Content starts

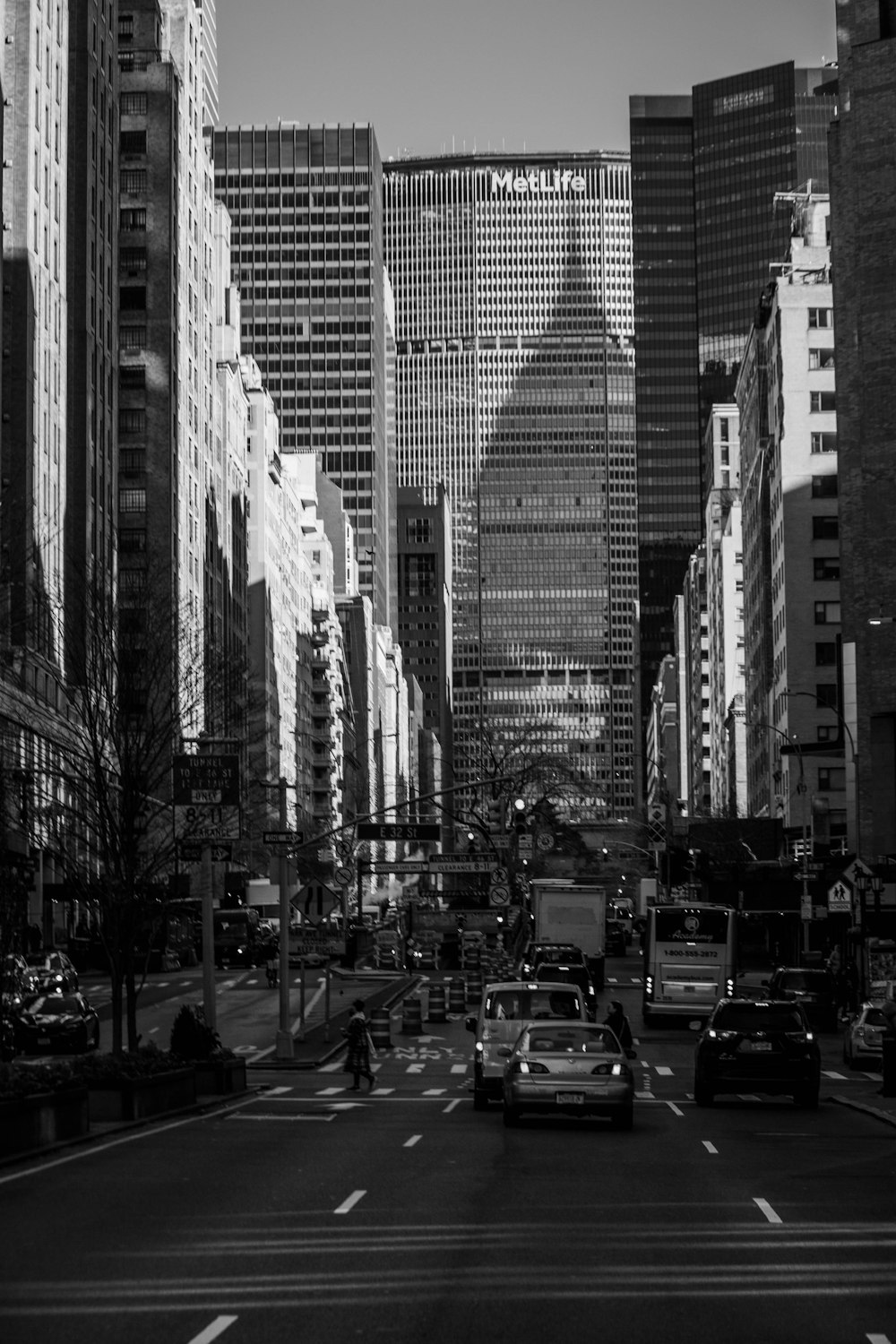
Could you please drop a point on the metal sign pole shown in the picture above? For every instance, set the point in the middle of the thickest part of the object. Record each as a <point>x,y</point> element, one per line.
<point>284,1046</point>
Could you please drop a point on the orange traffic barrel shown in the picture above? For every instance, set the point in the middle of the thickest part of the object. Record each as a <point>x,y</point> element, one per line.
<point>411,1015</point>
<point>437,1011</point>
<point>381,1023</point>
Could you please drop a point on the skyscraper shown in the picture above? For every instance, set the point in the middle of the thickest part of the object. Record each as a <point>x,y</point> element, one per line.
<point>704,175</point>
<point>306,242</point>
<point>514,390</point>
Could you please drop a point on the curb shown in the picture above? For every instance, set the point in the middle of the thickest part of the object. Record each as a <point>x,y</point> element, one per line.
<point>869,1110</point>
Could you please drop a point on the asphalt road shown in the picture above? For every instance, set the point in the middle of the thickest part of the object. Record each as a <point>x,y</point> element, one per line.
<point>311,1214</point>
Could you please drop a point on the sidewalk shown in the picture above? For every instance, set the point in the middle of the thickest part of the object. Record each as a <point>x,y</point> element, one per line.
<point>378,989</point>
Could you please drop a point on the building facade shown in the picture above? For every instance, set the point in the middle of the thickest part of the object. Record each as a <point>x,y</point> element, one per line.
<point>514,392</point>
<point>863,194</point>
<point>704,231</point>
<point>306,234</point>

Content ends

Restate the material word for word; no picture should appear in the copy.

### Task solution
Could you please drop a point on the metal sign pole shown in the picture above? For every instance, set the point in the middle of the thickest part of the object. Record each as a <point>x,y</point> element, one per line.
<point>284,1046</point>
Could you please drop a point on the orange traffic barrel shown in the picture above? For every instance, set the point in the middle of the thickest part of the object. Record each as a <point>x,y</point> element, one per line.
<point>411,1015</point>
<point>437,1011</point>
<point>381,1023</point>
Could you please drop a point on the skyscraper shown in the picture above? For every instance, set the point in the middle of the thickest part of the object. Record each as a <point>x,y</point> element, one per line.
<point>704,175</point>
<point>306,242</point>
<point>514,390</point>
Could you please drop a point on the curb shown in the picture above? For every instance, set the point in the middle of the thickest part of the object. Record each as a <point>x,y</point> element, one per line.
<point>869,1110</point>
Could you please drop a point on the asphalt road shown in the picture above? For every instance, set the point in the middle of the thickest part of the object. Record each as a <point>x,y</point> element, one per line.
<point>311,1214</point>
Could you please drop a point on the sidewalk shown in the picture above? For every instance, set the point in the middle of the thickest part of the object. Record each as a <point>x,y</point> element, one per line.
<point>378,989</point>
Could you please drop a point on the building facade shown in the picture above? For every instance, set the point in the middle of the thickest part of the object. Record each as a <point>x,y</point> element, one per line.
<point>514,392</point>
<point>863,194</point>
<point>704,231</point>
<point>306,234</point>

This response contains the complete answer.